+++ SOURCE DATA

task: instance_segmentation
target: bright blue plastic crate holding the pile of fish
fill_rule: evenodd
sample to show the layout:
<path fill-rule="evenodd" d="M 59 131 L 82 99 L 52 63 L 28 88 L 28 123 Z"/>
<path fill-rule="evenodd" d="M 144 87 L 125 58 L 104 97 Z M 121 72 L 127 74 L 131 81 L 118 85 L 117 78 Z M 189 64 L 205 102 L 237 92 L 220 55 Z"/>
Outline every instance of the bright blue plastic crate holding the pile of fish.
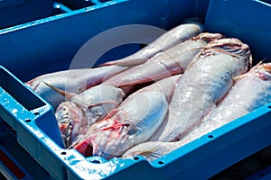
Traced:
<path fill-rule="evenodd" d="M 74 2 L 54 2 L 60 14 L 46 14 L 46 18 L 29 23 L 17 22 L 21 24 L 0 31 L 0 116 L 52 178 L 206 179 L 271 145 L 271 139 L 266 138 L 271 130 L 271 104 L 266 104 L 210 132 L 213 138 L 208 134 L 152 162 L 140 156 L 108 161 L 85 158 L 74 149 L 64 149 L 50 104 L 21 80 L 68 68 L 79 48 L 99 32 L 136 23 L 168 30 L 196 16 L 205 19 L 207 31 L 219 31 L 247 42 L 255 62 L 271 58 L 271 20 L 266 18 L 271 9 L 270 4 L 261 1 L 159 0 L 154 4 L 143 0 L 93 0 L 93 5 L 86 7 Z M 33 17 L 35 14 L 39 12 Z M 126 56 L 138 48 L 133 45 L 113 49 L 100 61 Z M 91 57 L 83 58 L 89 67 L 96 63 Z"/>

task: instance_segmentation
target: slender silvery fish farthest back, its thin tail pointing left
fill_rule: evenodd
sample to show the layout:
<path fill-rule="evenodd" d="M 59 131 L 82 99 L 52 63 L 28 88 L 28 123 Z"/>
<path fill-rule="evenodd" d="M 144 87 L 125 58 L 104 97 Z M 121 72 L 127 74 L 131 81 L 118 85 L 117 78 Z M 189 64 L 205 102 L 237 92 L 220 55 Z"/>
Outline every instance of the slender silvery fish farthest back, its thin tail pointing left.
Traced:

++++++

:: WORK REQUEST ::
Give back each entry verbatim but drop its pictures.

:: RESPONSE AREA ::
task: instance_segmentation
target: bright blue plastic crate holding the pile of fish
fill_rule: evenodd
sample to show the layout:
<path fill-rule="evenodd" d="M 59 131 L 82 99 L 52 63 L 28 88 L 28 123 Z"/>
<path fill-rule="evenodd" d="M 144 87 L 125 58 L 104 97 Z M 121 72 L 127 74 L 131 81 L 118 85 L 117 78 Z M 189 64 L 205 102 L 237 92 L 220 55 Z"/>
Outline every instance of the bright blue plastic crate holding the pile of fish.
Traced:
<path fill-rule="evenodd" d="M 74 2 L 54 2 L 60 14 L 46 14 L 46 18 L 29 23 L 17 22 L 21 24 L 0 31 L 0 116 L 52 178 L 206 179 L 271 145 L 271 139 L 266 138 L 271 130 L 271 104 L 266 104 L 210 132 L 213 138 L 208 134 L 152 162 L 140 156 L 108 161 L 85 158 L 74 149 L 64 149 L 50 104 L 21 80 L 68 68 L 79 48 L 99 32 L 136 23 L 168 30 L 196 16 L 205 19 L 207 31 L 219 31 L 247 42 L 255 62 L 271 58 L 271 20 L 266 18 L 271 9 L 270 4 L 261 1 L 159 0 L 154 4 L 143 0 L 93 0 L 93 5 L 86 7 Z M 33 17 L 35 14 L 39 12 Z M 126 56 L 138 48 L 133 45 L 113 49 L 100 61 Z M 91 57 L 83 58 L 89 67 L 96 63 Z"/>

task: instance_segmentation
target: slender silvery fish farthest back, its thin tail pointing left
fill_rule: evenodd
sample to show the layout:
<path fill-rule="evenodd" d="M 59 131 L 82 99 L 52 63 L 28 88 L 28 123 Z"/>
<path fill-rule="evenodd" d="M 144 87 L 125 58 L 104 97 Z M 121 72 L 127 74 L 131 81 L 118 85 L 117 78 Z M 189 64 L 205 102 L 237 92 L 220 55 Z"/>
Outline every instance of the slender silvery fish farthest back, its thin tail pointing left.
Traced:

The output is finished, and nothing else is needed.